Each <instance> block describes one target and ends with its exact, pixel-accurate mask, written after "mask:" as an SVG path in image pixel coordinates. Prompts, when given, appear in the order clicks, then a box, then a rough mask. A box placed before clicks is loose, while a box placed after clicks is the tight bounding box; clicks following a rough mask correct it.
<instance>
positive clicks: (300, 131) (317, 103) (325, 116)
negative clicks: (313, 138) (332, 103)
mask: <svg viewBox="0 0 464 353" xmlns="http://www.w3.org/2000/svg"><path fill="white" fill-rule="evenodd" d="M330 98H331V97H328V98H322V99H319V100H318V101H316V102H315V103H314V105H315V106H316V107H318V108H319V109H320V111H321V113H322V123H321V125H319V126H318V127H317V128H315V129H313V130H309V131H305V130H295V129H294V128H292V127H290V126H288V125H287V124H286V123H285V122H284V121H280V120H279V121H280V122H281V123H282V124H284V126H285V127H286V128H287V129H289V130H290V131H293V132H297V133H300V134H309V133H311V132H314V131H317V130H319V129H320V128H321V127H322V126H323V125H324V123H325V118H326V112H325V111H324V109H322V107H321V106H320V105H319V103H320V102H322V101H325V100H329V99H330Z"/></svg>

> _Written task_
Put every line of the material above into a numbered list, leaving out any blank lines.

> _Reply to the exercise_
1. Each <instance> block describes one target and ends with its exact, pixel-accurate mask, written after "mask:" as an SVG path in image pixel coordinates. Prompts, when given, appear in the order clicks, then a box, then a rough mask. A box placed before clicks is loose, while a box placed after clicks is the tight bounding box; clicks following a rough mask correct it.
2. <instance>
3. positive clicks: (300, 131) (317, 103) (325, 116)
4. negative clicks: (313, 138) (332, 103)
5. mask: <svg viewBox="0 0 464 353" xmlns="http://www.w3.org/2000/svg"><path fill="white" fill-rule="evenodd" d="M330 98H331V97H328V98H322V99H319V100H318V101H316V102H315V103H314V105H315V106H316V107H318V108H319V109H320V111H321V113H322V123H321V125H319V126H318V127H317V128H315V129H313V130H309V131H305V130H295V129H294V128H292V127H290V126H288V125H287V124H286V123H285V122H284V121H280V120H279V121H280V122H281V123H282V124H284V126H285V127H286V128H287V129H289V130H290V131H293V132H297V133H300V134H309V133H311V132H314V131H317V130H319V129H320V128H321V127H322V126H323V125H324V123H325V118H326V112H325V111H324V109H322V107H321V106H320V105H319V103H320V102H322V101H325V100H329V99H330Z"/></svg>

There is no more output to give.